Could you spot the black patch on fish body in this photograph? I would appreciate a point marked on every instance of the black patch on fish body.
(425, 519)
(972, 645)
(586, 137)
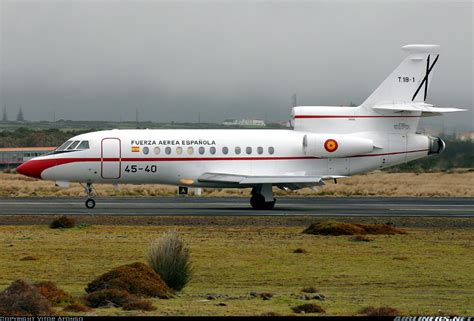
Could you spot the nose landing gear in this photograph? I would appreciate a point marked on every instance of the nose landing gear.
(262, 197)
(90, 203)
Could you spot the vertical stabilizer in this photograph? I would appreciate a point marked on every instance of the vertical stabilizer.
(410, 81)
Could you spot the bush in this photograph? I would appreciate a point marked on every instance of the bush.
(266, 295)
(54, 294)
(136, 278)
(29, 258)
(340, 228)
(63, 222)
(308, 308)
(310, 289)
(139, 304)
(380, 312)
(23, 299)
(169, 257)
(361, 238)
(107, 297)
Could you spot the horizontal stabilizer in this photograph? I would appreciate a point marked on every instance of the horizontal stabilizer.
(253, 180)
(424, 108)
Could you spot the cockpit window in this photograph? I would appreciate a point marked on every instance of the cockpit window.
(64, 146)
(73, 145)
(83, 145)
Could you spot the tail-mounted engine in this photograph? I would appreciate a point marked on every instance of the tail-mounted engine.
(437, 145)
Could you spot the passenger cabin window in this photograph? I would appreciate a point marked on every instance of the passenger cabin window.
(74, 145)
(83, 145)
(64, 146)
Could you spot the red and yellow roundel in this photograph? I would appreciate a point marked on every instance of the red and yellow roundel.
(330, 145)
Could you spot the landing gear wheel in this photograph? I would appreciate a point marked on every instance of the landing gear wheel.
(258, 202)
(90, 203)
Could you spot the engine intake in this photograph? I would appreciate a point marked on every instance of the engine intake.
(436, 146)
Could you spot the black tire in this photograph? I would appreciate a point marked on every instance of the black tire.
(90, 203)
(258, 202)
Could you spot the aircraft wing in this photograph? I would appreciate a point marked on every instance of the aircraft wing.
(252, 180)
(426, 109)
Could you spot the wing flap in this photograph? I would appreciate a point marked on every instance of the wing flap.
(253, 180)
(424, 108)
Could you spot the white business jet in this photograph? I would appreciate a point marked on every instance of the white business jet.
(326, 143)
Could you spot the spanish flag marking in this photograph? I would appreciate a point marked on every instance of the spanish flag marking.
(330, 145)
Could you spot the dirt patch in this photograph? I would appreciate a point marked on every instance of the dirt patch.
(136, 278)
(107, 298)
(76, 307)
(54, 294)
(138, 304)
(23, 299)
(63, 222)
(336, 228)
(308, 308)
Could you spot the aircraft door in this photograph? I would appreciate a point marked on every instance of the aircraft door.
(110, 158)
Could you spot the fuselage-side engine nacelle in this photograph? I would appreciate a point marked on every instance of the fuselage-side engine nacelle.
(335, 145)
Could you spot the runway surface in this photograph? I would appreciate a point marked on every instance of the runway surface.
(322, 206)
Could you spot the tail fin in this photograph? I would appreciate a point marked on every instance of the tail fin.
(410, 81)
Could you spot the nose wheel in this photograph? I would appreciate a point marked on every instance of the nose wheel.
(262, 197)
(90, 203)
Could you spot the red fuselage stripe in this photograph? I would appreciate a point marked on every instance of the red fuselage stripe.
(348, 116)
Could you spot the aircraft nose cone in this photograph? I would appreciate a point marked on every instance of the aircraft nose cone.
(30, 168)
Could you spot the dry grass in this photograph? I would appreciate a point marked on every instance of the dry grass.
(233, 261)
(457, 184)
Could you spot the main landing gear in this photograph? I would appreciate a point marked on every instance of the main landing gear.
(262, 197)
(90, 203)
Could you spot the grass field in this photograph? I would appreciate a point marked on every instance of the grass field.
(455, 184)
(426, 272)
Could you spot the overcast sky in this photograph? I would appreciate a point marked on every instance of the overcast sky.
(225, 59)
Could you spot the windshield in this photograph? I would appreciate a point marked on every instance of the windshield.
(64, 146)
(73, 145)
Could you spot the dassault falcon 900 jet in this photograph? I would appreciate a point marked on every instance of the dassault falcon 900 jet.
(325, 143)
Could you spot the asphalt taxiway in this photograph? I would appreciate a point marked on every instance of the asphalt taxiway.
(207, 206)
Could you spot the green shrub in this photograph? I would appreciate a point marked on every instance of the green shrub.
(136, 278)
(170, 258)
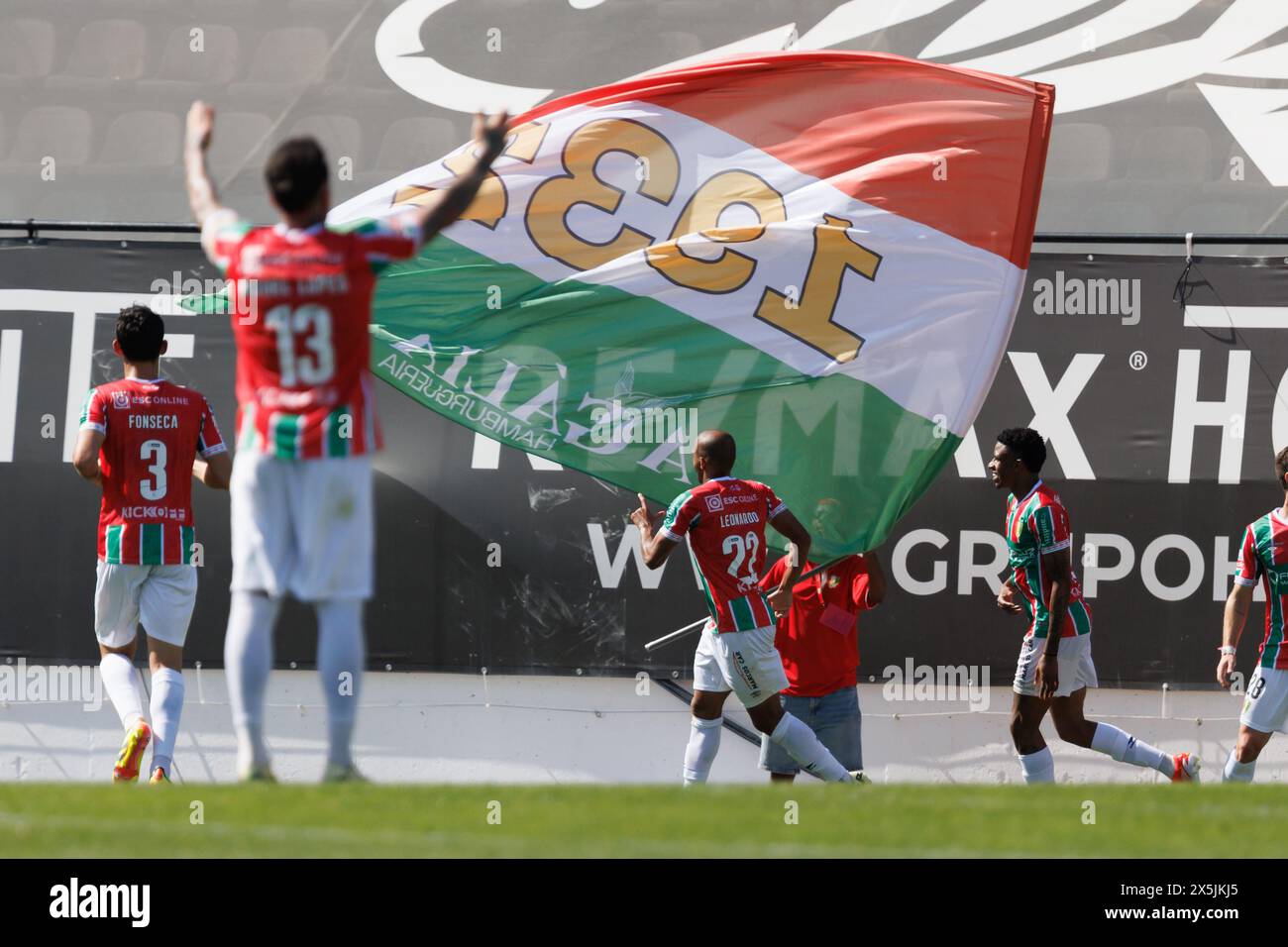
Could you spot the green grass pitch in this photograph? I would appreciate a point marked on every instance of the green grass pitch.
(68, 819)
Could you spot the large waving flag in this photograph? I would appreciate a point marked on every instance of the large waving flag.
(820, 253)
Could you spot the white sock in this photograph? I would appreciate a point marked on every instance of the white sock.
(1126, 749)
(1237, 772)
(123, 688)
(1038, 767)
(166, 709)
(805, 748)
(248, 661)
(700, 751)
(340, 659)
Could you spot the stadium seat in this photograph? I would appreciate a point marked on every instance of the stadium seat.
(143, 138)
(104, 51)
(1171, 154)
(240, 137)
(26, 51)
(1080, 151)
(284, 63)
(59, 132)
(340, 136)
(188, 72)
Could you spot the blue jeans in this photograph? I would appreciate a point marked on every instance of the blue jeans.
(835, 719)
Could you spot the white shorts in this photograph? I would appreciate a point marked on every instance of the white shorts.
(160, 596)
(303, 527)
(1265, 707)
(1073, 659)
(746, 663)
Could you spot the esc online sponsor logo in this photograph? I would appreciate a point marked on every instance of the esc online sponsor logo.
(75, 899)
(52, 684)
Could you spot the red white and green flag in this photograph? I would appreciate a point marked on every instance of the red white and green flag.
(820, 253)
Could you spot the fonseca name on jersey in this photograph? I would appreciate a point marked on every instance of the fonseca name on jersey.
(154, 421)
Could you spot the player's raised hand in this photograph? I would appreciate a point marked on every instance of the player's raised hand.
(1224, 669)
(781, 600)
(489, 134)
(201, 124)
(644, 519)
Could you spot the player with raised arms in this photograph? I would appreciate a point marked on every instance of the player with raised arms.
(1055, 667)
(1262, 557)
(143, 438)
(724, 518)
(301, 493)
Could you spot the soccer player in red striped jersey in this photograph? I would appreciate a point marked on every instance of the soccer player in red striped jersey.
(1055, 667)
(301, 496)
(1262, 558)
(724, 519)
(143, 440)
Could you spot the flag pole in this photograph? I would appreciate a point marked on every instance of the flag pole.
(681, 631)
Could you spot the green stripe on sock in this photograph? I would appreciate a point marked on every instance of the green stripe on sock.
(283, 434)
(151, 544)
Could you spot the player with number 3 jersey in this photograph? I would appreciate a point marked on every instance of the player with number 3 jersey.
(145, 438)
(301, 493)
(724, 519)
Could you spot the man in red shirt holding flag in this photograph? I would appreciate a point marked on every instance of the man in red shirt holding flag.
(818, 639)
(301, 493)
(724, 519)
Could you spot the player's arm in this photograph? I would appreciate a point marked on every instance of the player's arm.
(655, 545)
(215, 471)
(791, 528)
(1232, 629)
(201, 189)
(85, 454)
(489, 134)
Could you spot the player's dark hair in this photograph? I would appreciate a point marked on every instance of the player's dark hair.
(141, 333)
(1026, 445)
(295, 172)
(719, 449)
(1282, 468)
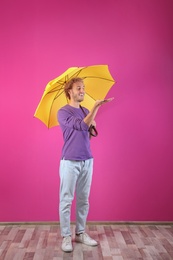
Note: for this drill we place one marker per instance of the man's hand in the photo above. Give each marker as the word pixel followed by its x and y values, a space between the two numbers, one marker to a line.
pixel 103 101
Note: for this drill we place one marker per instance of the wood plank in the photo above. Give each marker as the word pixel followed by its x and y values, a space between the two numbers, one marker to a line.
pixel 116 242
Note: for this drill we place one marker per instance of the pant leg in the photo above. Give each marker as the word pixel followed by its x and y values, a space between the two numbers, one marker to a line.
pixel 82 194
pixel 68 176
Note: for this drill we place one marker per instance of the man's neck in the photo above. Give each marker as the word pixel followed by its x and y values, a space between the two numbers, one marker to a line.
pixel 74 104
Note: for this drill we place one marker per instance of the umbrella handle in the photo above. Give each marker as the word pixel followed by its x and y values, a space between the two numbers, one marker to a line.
======
--- Stated task ---
Exclude the pictures, and output exactly the lines from the one with "Could you spot the player with number" through the last line of the records, both included.

--- Output for this exercise ---
Could you spot the player with number 3 jersey in this photograph? I would appreciate a point marked on every instance of the player with number 3 jersey.
(145, 438)
(301, 493)
(724, 519)
Could you spot the man in red shirt holding flag in this photograph? I would appreciate a point marked on every instance of the man in red shirt holding flag.
(818, 639)
(301, 493)
(724, 519)
Could you spot the player's arm in this photograph? I would appreciate a point marked on every instance of the player's arm.
(655, 545)
(215, 471)
(791, 528)
(1232, 629)
(201, 189)
(85, 454)
(489, 134)
Could you spot the player's dark hair in this photograph? I would appreciate a point marked on every instance of the player's dark hair.
(141, 333)
(1026, 445)
(295, 172)
(719, 449)
(1282, 468)
Note: for this drill we place one marker per instance of the man's hand in the photo above. Give each marker as the word pixel followed by its x and y values, a space between the two numbers, one marker to a line.
pixel 103 101
Note: for this drill we place one marker per instance of the wood plank in the photo above. Give each marker as the word pixel followed by its x and y values, a space between the two numbers, one marker to a line.
pixel 116 242
Note: for this drill we place one marker per instance of the pant leg in the photo above. Give each marker as the word pixel followed by its x and y values, a space between the two numbers, one marker to a line.
pixel 82 194
pixel 68 176
Note: for this drill we place one marker per instance of the man's neck in the photo above. Give each marker as the word pixel followed by its x and y values, a space between the two numbers, one marker to a line.
pixel 74 104
Note: for this drill we place one marker per instance of the umbrella handle in the photo above. Give each marker as the word pixel followed by its x and y values, a space between the two numbers, one marker to a line.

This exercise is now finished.